- **TO DO**:
(1) List every distinct Bible reference, by book, chapter and verse, that the blog post on milk and honey in the Holy Land cites.
(2) Reproduce the blog post on milk and honey in the Holy Land word for word, starting with "One last note, the" and going on through "olives in Sept/Oct.".

- **TEXT EXTRACT**:
— start —
Wednesday, February 29, 2012

milk, honey, and then some

 The sunshine and the 70 degree weather sure did keep us out and about the last several of days. But let envy not take over your heart, dear snow-bound reader, the rain and cold have dragged me back inside. So here I am with a blanket around my shoulders, the heater on, and a hot cup of tea with in arm's reach; ready to finally share some pictures and a few words on where we have been and what we have seen. 
The pictures are from a few days of travel around the  Holy Land.

This here is the view of Jerusalem from the Mount of Olives. This can be considered as the "honey" of the promise that God gave to Moses concerning Israel in Exodus 3:8. Have you ever wondered why there weren't streams of flowing milk and honey when the Israelites stepped foot into the promise land? The phrase "milk and honey" meant that the land would be fruitful, bountiful, abundant, etc. The "honey" is more referred to the crops of the land. In fact, in Ex 3:8 the word "honey" in Hebrew refers to the thick, very sweet syrup produced my dates (which grow on palm trees) and not bees. Read about the "milk" in the next picture. 
(Land for grazing livestock. You find shepherds and their animals here.)
The "milk" is referred to the livestock of the land. So the promise was that there would be good conditions for crops and livestock in the land. This is interesting because Egypt (where they were) was a great land for crops, harvest, animals, etc (Deut 11:10). It was so good that you could literally part the soil with your foot because it was so moist (Deut 11:10). However, the Promise Land was not that great because it did not have a water source, it's water source was the rain (Deut. 11:11), which is not very stable nor secure. Plus, the land was full of hills and valleys which meant that it had plenty of rocks, tough terrain, etc (Deut 11:11). But the Lord said this of that arid land, "a land (promise land) for which the Lord your God cares; the eyes of the Lord your God are always on it, from the beginning even to the end of the year" (Deut 11:12). And this "He (the Lord) will give the rain for your land in its season, the early rain for your land and the latter rain, that you may gather in your grain, and your wine, and your oil" Deut 11:14. So the Lord brings His people into a land where they must depend on Him. He promises to give them a plentiful land if only they keep His commandment, "to love the Lord your God and to serve Him" (Deut 11:13). How great is that?! It reminds me of Proverbs 3:5 "Trust the Lord your God and lean not on your own understanding."
One last note, the mention of grain, wine, and oil in Deut 11:14 is exactly the order that those crops grow in this land til this very day! The grain comes in around May/June, grapes in August and the olives in Sept/Oct. 

This picture is half of a large wall that holds names of people who have donated at least $1 million to the Hebrew University. Steven Spielberg is one of the names, along with a few banks from New York and some other "American" companies. These donors are from all over the world.
These holes are graves or burials from a very long long time ago. I say that because I don't remember the date that they are dated back to:) People must have been tiny back then.
— end —
- **DATASET**:
— start —
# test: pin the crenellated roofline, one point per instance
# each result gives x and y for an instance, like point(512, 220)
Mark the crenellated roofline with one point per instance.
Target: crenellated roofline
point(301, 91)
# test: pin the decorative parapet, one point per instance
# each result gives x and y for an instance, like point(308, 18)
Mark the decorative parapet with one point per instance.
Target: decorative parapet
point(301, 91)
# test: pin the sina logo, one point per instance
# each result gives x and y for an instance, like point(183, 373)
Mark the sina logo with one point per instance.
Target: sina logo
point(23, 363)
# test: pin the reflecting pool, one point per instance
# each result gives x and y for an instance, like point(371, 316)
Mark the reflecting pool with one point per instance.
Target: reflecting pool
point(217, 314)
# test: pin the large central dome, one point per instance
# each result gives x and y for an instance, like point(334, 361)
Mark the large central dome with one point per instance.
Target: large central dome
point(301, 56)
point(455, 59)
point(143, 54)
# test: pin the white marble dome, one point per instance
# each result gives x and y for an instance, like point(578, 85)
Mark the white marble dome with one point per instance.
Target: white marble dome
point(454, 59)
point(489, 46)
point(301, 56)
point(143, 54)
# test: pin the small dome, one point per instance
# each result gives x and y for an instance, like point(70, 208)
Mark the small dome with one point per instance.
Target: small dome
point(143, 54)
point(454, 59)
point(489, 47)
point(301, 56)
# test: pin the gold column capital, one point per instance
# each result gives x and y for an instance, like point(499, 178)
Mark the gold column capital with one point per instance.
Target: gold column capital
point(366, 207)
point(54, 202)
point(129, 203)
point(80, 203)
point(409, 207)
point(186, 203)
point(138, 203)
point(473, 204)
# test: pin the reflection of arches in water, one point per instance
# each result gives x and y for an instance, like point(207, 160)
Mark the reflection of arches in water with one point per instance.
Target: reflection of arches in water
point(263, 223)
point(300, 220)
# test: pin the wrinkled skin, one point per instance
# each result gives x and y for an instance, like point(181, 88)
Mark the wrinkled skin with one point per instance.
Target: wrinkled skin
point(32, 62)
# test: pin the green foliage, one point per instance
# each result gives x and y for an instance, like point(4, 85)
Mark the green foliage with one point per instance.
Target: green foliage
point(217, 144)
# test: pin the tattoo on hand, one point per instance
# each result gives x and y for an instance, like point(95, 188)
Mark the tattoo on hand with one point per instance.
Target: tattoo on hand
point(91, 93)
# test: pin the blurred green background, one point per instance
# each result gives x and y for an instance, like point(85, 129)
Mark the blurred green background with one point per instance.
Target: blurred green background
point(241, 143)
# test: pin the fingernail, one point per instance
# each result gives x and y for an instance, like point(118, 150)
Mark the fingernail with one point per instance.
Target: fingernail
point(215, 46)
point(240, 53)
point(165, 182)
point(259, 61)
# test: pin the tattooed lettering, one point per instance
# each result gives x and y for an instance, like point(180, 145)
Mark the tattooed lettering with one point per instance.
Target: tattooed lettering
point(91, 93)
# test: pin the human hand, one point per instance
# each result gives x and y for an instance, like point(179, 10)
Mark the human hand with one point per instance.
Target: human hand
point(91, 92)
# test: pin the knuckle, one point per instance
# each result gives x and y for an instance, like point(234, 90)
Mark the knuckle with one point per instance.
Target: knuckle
— end —
- **ANSWERS BELOW**:
(1)
Exodus 3:8
Deuteronomy 11:10
Deuteronomy 11:11
Deuteronomy 11:12
Deuteronomy 11:13
Deuteronomy 11:14
Proverbs 3:5

(2)
One last note, the mention of grain, wine, and oil in Deut 11:14 is exactly the order that those crops grow in this land til this very day! The grain comes in around May/June, grapes in August and the olives in Sept/Oct.